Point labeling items
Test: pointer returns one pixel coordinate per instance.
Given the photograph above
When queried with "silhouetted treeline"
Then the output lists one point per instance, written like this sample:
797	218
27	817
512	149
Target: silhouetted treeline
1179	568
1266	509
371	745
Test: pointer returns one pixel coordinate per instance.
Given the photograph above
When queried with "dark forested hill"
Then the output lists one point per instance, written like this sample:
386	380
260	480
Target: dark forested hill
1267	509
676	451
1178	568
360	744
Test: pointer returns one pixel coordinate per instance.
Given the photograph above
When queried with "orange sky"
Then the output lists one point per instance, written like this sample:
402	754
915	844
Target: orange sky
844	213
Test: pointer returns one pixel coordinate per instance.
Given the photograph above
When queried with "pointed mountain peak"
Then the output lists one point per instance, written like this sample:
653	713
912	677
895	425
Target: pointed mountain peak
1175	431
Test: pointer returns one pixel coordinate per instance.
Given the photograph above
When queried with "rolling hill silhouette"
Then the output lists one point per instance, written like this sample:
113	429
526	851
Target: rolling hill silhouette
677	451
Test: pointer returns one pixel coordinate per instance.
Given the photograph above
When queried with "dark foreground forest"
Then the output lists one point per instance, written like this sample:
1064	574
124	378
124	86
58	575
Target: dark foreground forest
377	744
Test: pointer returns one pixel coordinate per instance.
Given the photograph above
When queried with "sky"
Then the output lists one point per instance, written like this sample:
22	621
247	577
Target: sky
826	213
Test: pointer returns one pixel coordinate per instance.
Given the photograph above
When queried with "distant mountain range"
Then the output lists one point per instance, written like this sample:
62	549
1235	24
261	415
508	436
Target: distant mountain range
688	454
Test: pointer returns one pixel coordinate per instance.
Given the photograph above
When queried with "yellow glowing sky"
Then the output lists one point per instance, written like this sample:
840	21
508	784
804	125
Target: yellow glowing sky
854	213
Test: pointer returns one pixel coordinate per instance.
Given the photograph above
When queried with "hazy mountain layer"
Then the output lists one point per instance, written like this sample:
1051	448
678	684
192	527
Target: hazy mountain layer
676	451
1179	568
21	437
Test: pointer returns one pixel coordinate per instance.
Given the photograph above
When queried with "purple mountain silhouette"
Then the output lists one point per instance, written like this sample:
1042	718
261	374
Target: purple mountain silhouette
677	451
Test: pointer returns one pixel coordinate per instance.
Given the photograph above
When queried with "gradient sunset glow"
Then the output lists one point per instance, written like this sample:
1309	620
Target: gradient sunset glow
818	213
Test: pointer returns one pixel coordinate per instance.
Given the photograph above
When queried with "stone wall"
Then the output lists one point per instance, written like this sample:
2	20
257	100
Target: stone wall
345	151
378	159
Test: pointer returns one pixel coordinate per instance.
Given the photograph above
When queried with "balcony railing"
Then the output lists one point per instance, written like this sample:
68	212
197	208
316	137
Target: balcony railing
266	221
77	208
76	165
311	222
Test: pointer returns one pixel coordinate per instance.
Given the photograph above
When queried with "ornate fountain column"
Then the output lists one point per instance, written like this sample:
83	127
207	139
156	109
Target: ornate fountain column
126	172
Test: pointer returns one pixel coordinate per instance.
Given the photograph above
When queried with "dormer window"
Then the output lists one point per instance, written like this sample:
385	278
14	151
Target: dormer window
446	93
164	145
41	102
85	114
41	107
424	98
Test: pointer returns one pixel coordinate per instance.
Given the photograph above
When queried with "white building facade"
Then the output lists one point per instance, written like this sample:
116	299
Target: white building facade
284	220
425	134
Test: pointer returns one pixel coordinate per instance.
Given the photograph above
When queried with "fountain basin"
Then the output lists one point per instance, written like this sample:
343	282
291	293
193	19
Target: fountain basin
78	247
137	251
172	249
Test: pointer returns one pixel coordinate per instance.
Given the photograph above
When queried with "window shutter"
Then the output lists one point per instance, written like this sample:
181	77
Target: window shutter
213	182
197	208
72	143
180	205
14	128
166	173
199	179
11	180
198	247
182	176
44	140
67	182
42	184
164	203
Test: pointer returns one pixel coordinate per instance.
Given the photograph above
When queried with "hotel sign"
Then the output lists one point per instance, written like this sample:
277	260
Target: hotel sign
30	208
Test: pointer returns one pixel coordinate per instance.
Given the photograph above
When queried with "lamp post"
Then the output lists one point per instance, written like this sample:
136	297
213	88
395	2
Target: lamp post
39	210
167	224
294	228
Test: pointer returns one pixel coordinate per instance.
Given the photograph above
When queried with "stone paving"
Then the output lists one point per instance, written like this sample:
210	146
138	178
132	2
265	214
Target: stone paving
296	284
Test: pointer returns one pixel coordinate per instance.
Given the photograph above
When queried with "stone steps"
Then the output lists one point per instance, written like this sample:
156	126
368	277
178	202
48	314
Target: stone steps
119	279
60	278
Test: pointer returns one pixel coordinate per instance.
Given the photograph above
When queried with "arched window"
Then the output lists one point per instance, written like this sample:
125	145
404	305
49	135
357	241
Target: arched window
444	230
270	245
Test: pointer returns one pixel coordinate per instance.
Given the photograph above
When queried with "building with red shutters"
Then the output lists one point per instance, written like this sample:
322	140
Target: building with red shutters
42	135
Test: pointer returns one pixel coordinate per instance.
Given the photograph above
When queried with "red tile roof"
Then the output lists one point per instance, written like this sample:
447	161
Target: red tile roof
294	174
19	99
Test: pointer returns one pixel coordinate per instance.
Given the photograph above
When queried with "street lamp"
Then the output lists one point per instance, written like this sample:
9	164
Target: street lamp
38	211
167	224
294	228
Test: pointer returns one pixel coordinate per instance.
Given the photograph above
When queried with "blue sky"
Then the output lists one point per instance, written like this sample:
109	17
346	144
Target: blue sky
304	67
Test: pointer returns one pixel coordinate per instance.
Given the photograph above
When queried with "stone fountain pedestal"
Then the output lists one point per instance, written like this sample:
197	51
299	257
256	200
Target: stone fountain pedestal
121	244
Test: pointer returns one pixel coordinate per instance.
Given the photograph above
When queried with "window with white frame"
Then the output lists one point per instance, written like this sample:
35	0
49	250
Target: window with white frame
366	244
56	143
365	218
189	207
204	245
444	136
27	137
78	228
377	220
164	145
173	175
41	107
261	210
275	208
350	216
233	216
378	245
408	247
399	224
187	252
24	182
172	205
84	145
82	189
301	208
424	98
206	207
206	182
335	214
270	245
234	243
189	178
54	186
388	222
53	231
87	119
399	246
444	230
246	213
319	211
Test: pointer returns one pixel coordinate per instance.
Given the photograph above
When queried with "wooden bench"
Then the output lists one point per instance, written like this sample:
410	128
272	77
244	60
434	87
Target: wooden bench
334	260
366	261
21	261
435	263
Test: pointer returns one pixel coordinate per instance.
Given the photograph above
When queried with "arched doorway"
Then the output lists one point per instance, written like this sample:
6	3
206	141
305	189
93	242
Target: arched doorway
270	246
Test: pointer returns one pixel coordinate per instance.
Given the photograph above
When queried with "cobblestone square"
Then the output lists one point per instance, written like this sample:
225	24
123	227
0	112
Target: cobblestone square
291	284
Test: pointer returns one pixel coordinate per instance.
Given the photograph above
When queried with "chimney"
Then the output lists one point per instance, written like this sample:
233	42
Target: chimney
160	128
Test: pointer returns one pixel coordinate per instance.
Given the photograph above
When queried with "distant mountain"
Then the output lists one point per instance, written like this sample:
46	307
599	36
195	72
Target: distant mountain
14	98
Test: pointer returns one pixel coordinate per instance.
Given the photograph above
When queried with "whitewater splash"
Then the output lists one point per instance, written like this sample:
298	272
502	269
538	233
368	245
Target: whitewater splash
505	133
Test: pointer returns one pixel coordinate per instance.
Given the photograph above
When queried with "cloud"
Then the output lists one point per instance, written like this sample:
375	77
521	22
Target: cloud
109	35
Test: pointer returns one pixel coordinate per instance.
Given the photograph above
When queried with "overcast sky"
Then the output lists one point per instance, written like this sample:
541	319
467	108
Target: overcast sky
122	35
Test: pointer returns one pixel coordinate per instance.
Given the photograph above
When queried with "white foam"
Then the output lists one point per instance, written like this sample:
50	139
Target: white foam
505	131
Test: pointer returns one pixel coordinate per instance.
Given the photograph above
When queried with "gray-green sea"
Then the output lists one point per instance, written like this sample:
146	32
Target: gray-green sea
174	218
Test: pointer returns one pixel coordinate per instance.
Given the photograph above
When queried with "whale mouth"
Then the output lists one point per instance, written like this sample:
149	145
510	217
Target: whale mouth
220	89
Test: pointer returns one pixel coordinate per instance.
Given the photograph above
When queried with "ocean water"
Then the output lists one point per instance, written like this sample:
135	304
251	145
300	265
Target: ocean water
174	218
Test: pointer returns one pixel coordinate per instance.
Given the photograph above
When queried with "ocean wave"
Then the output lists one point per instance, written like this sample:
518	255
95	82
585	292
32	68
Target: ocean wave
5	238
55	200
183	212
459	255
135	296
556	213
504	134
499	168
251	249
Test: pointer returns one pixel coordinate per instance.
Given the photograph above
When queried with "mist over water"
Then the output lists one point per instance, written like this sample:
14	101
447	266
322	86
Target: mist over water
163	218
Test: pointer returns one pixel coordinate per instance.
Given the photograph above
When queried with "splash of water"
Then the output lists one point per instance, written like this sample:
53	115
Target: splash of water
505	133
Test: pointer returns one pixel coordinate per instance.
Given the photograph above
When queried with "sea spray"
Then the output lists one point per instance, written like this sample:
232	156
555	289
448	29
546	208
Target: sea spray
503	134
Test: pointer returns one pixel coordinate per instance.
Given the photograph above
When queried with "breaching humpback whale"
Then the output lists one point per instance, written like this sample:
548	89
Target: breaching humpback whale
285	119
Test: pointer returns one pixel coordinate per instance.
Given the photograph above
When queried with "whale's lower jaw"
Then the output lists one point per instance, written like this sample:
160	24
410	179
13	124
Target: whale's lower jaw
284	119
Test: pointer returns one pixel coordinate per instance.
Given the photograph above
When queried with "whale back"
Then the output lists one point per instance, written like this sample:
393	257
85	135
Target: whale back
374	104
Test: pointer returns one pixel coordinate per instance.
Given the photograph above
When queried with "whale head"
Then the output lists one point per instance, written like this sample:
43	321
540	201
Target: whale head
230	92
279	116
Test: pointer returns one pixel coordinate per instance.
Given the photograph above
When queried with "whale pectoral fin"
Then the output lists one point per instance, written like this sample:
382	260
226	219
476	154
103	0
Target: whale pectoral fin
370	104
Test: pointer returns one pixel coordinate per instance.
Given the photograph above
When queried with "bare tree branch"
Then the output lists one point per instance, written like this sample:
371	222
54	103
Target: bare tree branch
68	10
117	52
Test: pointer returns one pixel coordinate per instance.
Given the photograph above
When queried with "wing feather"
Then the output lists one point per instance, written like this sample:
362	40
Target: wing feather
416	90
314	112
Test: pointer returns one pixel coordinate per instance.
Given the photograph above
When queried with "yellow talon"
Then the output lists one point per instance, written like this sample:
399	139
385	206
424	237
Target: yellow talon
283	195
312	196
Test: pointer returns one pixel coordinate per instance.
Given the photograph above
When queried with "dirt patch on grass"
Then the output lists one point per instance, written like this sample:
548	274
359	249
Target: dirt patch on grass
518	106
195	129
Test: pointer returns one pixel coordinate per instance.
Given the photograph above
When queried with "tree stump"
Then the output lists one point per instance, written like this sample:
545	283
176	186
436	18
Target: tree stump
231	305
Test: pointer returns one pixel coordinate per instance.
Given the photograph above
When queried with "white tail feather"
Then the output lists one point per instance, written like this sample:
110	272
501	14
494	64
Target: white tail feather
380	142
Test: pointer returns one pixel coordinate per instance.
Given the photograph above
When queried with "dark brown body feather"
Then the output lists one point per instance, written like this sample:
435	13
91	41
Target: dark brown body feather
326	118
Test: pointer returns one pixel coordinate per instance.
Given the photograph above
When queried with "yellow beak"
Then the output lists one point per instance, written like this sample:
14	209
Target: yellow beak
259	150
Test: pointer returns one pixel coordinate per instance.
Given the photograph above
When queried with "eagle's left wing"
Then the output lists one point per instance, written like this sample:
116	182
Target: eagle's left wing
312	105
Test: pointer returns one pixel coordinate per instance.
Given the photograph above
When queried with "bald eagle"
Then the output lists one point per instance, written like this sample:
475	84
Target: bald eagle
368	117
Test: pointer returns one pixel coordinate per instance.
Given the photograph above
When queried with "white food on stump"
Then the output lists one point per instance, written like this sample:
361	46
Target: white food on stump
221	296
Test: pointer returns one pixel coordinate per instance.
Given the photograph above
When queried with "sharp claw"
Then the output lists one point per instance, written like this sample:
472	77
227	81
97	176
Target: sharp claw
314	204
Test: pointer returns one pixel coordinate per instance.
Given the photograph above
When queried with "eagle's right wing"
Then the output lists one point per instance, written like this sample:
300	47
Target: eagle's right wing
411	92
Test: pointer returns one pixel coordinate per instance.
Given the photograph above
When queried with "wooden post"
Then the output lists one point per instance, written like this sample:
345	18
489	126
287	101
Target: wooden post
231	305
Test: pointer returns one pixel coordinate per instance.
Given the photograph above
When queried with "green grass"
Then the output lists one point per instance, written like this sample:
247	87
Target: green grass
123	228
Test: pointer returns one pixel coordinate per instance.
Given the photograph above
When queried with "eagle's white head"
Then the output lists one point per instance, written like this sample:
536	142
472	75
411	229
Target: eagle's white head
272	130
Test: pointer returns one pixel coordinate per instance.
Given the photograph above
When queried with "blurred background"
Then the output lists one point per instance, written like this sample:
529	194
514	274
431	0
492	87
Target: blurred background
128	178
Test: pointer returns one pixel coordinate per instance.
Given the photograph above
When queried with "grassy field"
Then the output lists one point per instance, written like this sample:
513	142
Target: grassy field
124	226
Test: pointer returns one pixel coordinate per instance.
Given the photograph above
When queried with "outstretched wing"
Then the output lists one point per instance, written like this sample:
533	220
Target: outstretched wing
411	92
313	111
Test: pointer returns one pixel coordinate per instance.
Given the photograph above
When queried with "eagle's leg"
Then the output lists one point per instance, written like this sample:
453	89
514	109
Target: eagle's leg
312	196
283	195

**What the task requires:** Which lines in the items above contain the word "pointed"? Filter them out and copy each one.

**The result:**
When queried with "pointed mountain peak"
Target: pointed mountain peak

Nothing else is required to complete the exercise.